Copy every record exactly.

Collected data entries

******************************

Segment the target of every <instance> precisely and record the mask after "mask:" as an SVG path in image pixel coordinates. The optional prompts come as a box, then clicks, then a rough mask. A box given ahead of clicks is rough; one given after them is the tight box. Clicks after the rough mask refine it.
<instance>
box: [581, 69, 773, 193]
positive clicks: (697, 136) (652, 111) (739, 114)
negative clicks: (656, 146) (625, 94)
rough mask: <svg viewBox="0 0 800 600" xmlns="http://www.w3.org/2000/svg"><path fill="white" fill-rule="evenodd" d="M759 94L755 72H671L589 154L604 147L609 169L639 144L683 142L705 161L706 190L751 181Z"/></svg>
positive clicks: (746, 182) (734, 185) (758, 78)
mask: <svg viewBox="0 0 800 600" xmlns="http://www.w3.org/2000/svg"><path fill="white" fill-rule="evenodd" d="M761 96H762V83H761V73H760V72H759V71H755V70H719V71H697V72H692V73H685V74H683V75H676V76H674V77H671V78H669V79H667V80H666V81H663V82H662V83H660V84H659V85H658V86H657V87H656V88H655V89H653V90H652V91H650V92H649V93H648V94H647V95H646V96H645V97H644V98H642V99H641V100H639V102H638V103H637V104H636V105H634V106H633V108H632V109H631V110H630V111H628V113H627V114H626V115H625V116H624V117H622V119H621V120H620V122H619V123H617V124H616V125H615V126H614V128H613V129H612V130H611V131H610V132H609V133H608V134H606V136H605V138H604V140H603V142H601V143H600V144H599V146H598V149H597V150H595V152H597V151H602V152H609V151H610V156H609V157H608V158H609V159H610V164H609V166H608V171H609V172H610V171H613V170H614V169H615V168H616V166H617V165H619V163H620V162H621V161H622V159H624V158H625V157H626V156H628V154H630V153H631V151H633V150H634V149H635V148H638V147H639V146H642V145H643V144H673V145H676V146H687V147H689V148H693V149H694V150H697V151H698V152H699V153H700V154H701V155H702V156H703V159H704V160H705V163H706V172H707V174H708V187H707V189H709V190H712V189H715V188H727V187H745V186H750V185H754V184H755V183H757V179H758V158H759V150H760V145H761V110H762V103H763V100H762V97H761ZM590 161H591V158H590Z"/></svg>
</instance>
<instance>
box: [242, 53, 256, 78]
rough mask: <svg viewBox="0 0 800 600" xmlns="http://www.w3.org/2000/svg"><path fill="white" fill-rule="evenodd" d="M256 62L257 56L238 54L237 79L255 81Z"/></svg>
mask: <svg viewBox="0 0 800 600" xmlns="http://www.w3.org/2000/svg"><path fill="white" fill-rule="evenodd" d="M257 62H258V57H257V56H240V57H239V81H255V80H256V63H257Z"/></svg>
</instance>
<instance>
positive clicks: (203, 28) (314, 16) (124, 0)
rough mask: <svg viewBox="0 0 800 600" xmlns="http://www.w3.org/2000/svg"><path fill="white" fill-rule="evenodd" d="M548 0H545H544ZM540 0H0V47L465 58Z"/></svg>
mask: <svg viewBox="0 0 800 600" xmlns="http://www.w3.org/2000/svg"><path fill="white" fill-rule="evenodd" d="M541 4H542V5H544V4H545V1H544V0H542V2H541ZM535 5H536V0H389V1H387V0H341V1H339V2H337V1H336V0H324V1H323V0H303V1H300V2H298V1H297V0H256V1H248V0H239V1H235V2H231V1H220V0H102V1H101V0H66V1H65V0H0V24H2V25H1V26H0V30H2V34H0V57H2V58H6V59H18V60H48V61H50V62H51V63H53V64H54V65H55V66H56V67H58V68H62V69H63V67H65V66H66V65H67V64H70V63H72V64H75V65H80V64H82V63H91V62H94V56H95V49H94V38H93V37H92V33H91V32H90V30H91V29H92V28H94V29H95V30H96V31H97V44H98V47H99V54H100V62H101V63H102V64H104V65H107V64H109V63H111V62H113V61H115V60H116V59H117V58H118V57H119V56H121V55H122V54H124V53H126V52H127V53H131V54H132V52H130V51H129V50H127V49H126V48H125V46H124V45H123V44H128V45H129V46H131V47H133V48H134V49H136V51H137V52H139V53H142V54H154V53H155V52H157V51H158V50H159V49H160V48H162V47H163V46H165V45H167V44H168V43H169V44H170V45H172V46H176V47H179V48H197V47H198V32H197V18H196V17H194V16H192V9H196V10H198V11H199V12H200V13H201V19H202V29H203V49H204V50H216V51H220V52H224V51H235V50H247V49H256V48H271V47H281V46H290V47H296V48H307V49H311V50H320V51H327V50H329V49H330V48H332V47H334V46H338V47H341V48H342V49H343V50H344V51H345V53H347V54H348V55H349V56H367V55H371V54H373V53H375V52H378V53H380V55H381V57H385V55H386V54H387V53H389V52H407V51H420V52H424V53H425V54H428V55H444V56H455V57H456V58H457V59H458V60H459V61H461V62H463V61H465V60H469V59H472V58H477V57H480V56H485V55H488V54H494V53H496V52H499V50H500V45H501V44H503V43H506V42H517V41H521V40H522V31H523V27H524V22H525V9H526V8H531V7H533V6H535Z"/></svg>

******************************

Result
Segment the target of every <instance> precisely and record the mask after "mask:" as an SVG path in image pixel coordinates. The optional prompts come as a box, then clicks, then a rough mask. A box given ahead of clicks is rough; one given after them is the tight box. Clicks after the rough mask refine it.
<instance>
box: [581, 69, 773, 193]
positive clicks: (697, 136) (652, 111) (739, 114)
negative clicks: (656, 146) (625, 94)
rough mask: <svg viewBox="0 0 800 600" xmlns="http://www.w3.org/2000/svg"><path fill="white" fill-rule="evenodd" d="M759 94L755 72H671L589 154L604 147L609 169L639 144L683 142L705 161L706 190L751 181Z"/></svg>
positive clicks: (746, 182) (734, 185) (758, 78)
mask: <svg viewBox="0 0 800 600" xmlns="http://www.w3.org/2000/svg"><path fill="white" fill-rule="evenodd" d="M761 96H762V83H761V73H760V72H759V71H755V70H719V71H697V72H692V73H685V74H683V75H676V76H674V77H671V78H669V79H667V80H666V81H663V82H662V83H660V84H659V85H658V86H657V87H656V88H655V89H653V90H652V91H650V92H649V93H648V94H647V95H646V96H645V97H644V98H642V99H641V100H639V102H638V103H637V104H636V105H634V106H633V108H632V109H631V110H630V111H628V113H627V114H626V115H625V116H624V117H622V119H621V120H620V122H619V123H617V124H616V125H615V126H614V128H613V129H612V130H611V131H610V132H609V133H608V134H606V136H605V138H604V140H603V142H601V143H600V144H599V146H598V149H597V150H595V152H597V151H602V152H609V151H610V156H609V157H608V158H609V159H610V164H609V166H608V171H609V172H610V171H613V170H614V169H615V168H616V166H617V165H619V163H620V162H621V161H622V159H624V158H625V157H626V156H628V154H630V153H631V151H633V150H634V149H635V148H638V147H639V146H642V145H643V144H673V145H676V146H687V147H689V148H693V149H694V150H697V151H698V152H699V153H700V154H701V155H702V156H703V159H704V160H705V163H706V172H707V174H708V187H707V189H709V190H712V189H715V188H727V187H745V186H750V185H754V184H755V183H757V179H758V158H759V150H760V145H761V110H762V103H763V100H762V97H761ZM590 161H591V158H590Z"/></svg>
</instance>
<instance>
box: [242, 53, 256, 78]
rough mask: <svg viewBox="0 0 800 600" xmlns="http://www.w3.org/2000/svg"><path fill="white" fill-rule="evenodd" d="M256 62L257 56L238 54L237 79L255 81Z"/></svg>
mask: <svg viewBox="0 0 800 600" xmlns="http://www.w3.org/2000/svg"><path fill="white" fill-rule="evenodd" d="M257 62H258V57H257V56H240V57H239V81H255V80H256V63H257Z"/></svg>
</instance>
<instance>
positive clicks: (203, 28) (314, 16) (124, 0)
rough mask: <svg viewBox="0 0 800 600" xmlns="http://www.w3.org/2000/svg"><path fill="white" fill-rule="evenodd" d="M548 0H545H544ZM540 0H0V47L465 58Z"/></svg>
mask: <svg viewBox="0 0 800 600" xmlns="http://www.w3.org/2000/svg"><path fill="white" fill-rule="evenodd" d="M541 4H542V5H544V4H545V1H544V0H542V2H541ZM535 5H536V0H389V1H387V0H341V1H339V2H337V1H336V0H324V1H323V0H303V1H300V2H298V1H297V0H256V1H248V0H239V1H235V2H231V1H220V0H102V1H101V0H66V1H65V0H0V24H2V25H1V26H0V30H2V34H0V57H2V58H6V59H18V60H48V61H50V62H51V63H53V64H54V65H55V66H56V67H58V68H62V69H63V67H65V66H66V65H67V64H70V63H72V64H75V65H80V64H82V63H91V62H94V56H95V49H94V38H93V37H92V33H91V32H90V30H91V29H92V28H94V29H95V30H96V31H97V44H98V47H99V54H100V62H101V63H102V64H104V65H107V64H109V63H111V62H113V61H115V60H116V59H117V58H118V57H119V56H121V55H122V54H124V53H126V52H127V53H131V54H132V52H130V51H129V50H127V49H126V48H125V46H124V45H123V44H128V45H129V46H131V47H133V48H134V49H136V51H137V52H139V53H142V54H154V53H155V52H157V51H158V50H159V49H160V48H162V47H163V46H165V45H167V44H168V43H169V44H170V45H172V46H176V47H179V48H197V47H198V32H197V18H196V17H194V16H192V9H196V10H198V11H199V12H200V13H201V19H202V29H203V49H204V50H216V51H220V52H224V51H235V50H247V49H256V48H271V47H281V46H290V47H296V48H307V49H311V50H320V51H327V50H329V49H330V48H332V47H334V46H338V47H341V48H342V49H343V50H344V51H345V53H347V54H348V55H349V56H367V55H371V54H373V53H375V52H378V53H380V55H381V57H385V55H386V54H387V53H389V52H407V51H420V52H424V53H425V54H428V55H444V56H455V57H456V58H457V59H458V60H459V61H461V62H463V61H465V60H469V59H472V58H477V57H480V56H485V55H488V54H494V53H496V52H499V50H500V45H501V44H503V43H506V42H517V41H521V40H522V31H523V27H524V22H525V9H526V8H531V7H533V6H535Z"/></svg>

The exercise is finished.